■ **Task directions**
In your answer, set down the records below exactly as they stand, omitting pictures.

■ **Dataset entries**
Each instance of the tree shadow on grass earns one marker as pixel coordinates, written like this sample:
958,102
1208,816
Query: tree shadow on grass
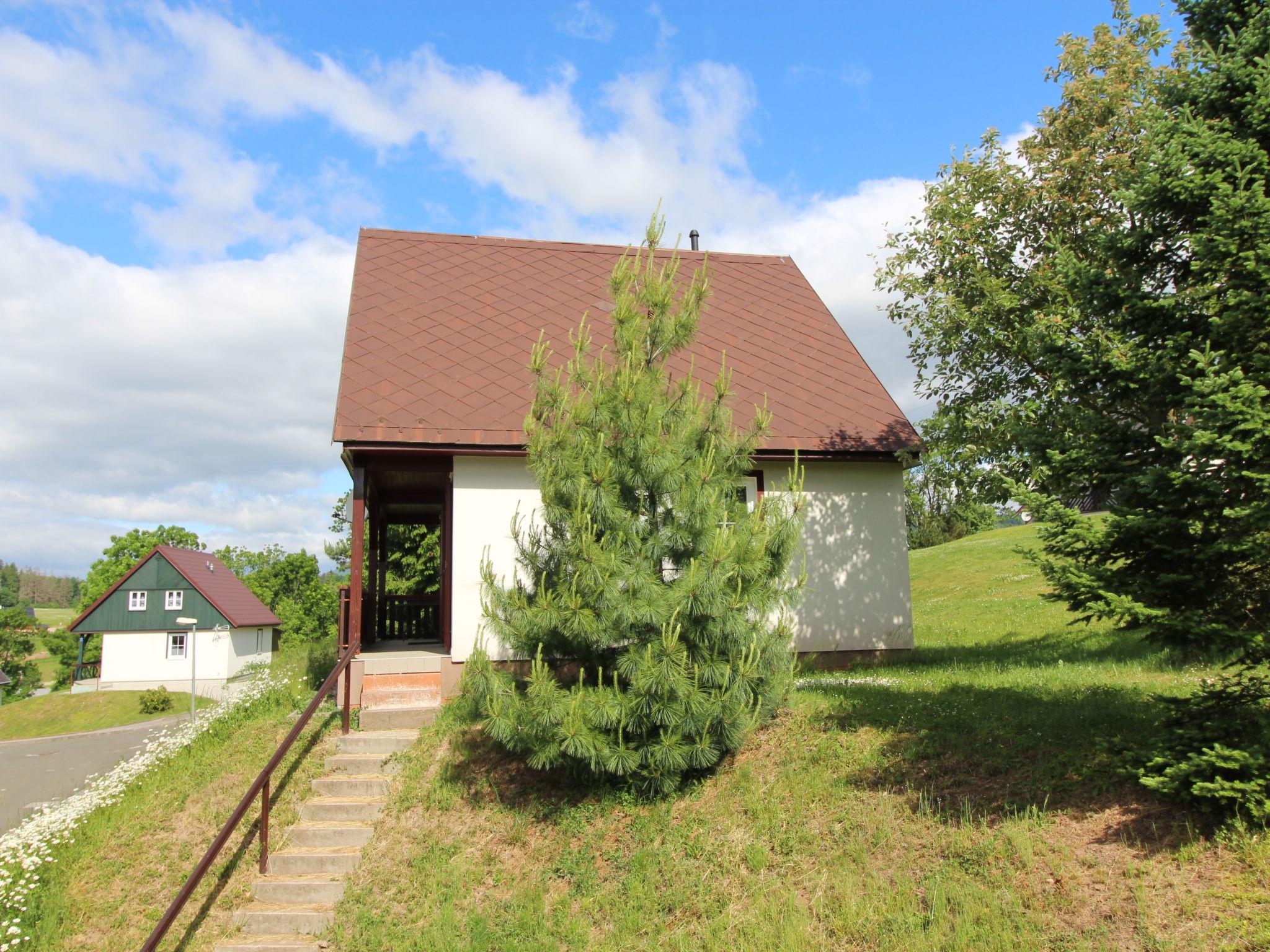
251,833
1061,646
487,775
993,752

■ **Output of the task**
Each instance of the tree shadow on grass earns one marker as pixel coordinates, written like this sample:
958,102
1208,816
Query: tree shadow on grass
251,833
1061,646
487,775
993,752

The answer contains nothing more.